*Exercise aim:* Restate every line of the data word for word, except for the images.

*Dataset entries:*
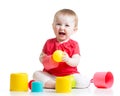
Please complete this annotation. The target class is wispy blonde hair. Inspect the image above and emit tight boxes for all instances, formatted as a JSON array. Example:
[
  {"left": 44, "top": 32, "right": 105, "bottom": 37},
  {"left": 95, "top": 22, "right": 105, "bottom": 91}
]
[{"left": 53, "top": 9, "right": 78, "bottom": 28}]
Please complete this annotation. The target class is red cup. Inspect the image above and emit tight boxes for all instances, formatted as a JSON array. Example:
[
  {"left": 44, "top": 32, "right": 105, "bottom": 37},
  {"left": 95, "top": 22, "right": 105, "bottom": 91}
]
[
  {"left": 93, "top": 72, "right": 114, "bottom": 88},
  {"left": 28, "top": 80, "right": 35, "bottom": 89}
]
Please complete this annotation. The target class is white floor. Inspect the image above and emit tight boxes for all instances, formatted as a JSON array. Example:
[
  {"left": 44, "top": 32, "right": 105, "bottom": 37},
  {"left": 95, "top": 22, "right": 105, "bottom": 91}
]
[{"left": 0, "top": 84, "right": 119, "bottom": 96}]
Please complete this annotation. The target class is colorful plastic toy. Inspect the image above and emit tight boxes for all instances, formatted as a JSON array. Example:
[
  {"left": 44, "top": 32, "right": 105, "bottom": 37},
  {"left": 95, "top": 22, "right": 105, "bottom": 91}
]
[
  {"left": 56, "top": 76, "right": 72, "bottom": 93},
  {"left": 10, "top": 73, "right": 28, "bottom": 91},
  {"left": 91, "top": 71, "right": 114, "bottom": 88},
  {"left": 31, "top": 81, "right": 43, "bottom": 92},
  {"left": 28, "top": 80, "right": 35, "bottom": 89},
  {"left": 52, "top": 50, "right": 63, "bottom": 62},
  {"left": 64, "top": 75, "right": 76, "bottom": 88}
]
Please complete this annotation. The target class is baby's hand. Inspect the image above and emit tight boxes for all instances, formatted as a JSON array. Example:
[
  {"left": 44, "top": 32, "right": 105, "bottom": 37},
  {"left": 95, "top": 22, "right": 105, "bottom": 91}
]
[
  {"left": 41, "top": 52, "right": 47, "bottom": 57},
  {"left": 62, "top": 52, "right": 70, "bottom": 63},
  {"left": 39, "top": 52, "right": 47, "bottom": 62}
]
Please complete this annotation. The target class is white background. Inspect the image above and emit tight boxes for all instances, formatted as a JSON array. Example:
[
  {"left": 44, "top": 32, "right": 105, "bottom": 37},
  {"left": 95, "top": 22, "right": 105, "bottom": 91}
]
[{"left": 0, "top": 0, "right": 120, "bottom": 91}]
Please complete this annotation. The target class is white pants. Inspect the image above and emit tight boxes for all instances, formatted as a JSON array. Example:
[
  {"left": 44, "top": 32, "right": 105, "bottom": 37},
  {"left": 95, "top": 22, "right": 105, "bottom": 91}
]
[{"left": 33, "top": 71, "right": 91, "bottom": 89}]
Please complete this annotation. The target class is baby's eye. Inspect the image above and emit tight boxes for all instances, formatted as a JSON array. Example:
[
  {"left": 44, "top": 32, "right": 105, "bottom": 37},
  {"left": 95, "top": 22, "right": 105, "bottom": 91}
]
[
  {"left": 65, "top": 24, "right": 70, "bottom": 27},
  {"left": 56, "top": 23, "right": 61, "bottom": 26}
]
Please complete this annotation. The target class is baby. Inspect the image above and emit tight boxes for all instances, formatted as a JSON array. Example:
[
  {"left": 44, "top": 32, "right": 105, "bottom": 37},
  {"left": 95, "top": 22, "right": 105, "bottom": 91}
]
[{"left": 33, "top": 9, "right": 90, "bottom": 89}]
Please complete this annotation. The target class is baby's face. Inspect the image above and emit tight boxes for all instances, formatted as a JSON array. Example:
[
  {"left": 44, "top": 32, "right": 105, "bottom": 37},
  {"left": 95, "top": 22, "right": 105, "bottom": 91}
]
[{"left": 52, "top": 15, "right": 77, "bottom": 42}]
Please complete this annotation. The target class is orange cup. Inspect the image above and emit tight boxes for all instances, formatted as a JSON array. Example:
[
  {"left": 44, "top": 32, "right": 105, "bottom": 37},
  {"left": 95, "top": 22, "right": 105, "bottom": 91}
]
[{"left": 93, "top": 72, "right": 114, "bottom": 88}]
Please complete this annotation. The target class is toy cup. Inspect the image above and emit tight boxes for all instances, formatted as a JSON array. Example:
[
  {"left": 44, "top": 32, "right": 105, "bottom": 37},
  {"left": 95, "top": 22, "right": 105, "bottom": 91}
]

*Response:*
Please complete this annotation. The target class is wispy blonde hair. Inspect the image above and emit tight boxes for all instances, formatted as a JSON array. Example:
[
  {"left": 44, "top": 32, "right": 105, "bottom": 37},
  {"left": 95, "top": 22, "right": 105, "bottom": 91}
]
[{"left": 53, "top": 9, "right": 78, "bottom": 28}]
Please complete this annotation. The target class is red cup. Inspect the image above and emit tight boxes for all instances, formatted as a JSON array. Example:
[
  {"left": 44, "top": 32, "right": 105, "bottom": 37},
  {"left": 95, "top": 22, "right": 105, "bottom": 91}
]
[
  {"left": 93, "top": 72, "right": 114, "bottom": 88},
  {"left": 28, "top": 80, "right": 35, "bottom": 89}
]
Please complete this annotation. The target class is white floor. Inspect the image above and emit tight boxes for all instances, formatted as a JSON array. Example:
[
  {"left": 44, "top": 32, "right": 105, "bottom": 37},
  {"left": 95, "top": 22, "right": 105, "bottom": 91}
]
[{"left": 0, "top": 84, "right": 119, "bottom": 96}]
Please complete this annotation. The target class is colorful plastic toy. Inspect the image above and emit tight boxes for all instances, formatted as a JSON array. Example:
[
  {"left": 44, "top": 32, "right": 105, "bottom": 37},
  {"left": 95, "top": 22, "right": 105, "bottom": 91}
]
[
  {"left": 56, "top": 76, "right": 72, "bottom": 93},
  {"left": 10, "top": 73, "right": 28, "bottom": 91},
  {"left": 91, "top": 71, "right": 114, "bottom": 88},
  {"left": 31, "top": 81, "right": 43, "bottom": 92},
  {"left": 28, "top": 80, "right": 35, "bottom": 89},
  {"left": 52, "top": 50, "right": 63, "bottom": 62},
  {"left": 64, "top": 75, "right": 76, "bottom": 88}
]
Please complete this annotation. The target class is baby's hand. Inspect the image above and emit tight boxes for all instances, formatted as a JSON array. Example:
[
  {"left": 44, "top": 32, "right": 105, "bottom": 37},
  {"left": 95, "top": 22, "right": 105, "bottom": 91}
]
[
  {"left": 41, "top": 52, "right": 47, "bottom": 57},
  {"left": 62, "top": 52, "right": 70, "bottom": 63},
  {"left": 39, "top": 52, "right": 47, "bottom": 62}
]
Please complete this annotation. The target class is white background. Inspect the image above and emit tight boxes for all instances, formatted as a JSON array. Example:
[
  {"left": 44, "top": 32, "right": 105, "bottom": 37},
  {"left": 95, "top": 22, "right": 105, "bottom": 91}
]
[{"left": 0, "top": 0, "right": 120, "bottom": 91}]
Please complete this annotation. The target class is white pants. Inspect the image above and emit tight boxes for all instances, formatted as a JSON array. Example:
[
  {"left": 44, "top": 32, "right": 105, "bottom": 37},
  {"left": 95, "top": 22, "right": 105, "bottom": 91}
]
[{"left": 33, "top": 71, "right": 91, "bottom": 89}]
Please complete this annotation. The target class is baby's eye. Inspect the image above and emit tight boxes for all instances, formatted as a JSON array. Example:
[
  {"left": 44, "top": 32, "right": 105, "bottom": 37},
  {"left": 95, "top": 22, "right": 105, "bottom": 91}
]
[
  {"left": 65, "top": 24, "right": 70, "bottom": 27},
  {"left": 56, "top": 23, "right": 61, "bottom": 26}
]
Please complete this annotation. The target class is baby. Inspect the image above and emit tight boxes for all instances, formatted as a JSON array. Example:
[
  {"left": 44, "top": 32, "right": 105, "bottom": 37},
  {"left": 95, "top": 22, "right": 105, "bottom": 91}
]
[{"left": 33, "top": 9, "right": 90, "bottom": 89}]
Please complete this annotation. The target class is baby's face. Inspect the image above and emit tight boxes for all instances, formatted as a JSON array. Example:
[
  {"left": 44, "top": 32, "right": 105, "bottom": 37},
  {"left": 95, "top": 22, "right": 105, "bottom": 91}
]
[{"left": 52, "top": 15, "right": 77, "bottom": 42}]
Please complete this annotation. The target class is orange cup. Inspect the image above and emit tight boxes for all instances, formatted as a JSON array. Example:
[
  {"left": 44, "top": 32, "right": 105, "bottom": 37},
  {"left": 95, "top": 22, "right": 105, "bottom": 91}
]
[{"left": 93, "top": 72, "right": 114, "bottom": 88}]
Please complete this annotation. The target class is toy cup. Inspect the image above and emit tight boxes for all instances, formatted as a JSON array. Example:
[
  {"left": 44, "top": 32, "right": 105, "bottom": 37},
  {"left": 95, "top": 22, "right": 105, "bottom": 91}
]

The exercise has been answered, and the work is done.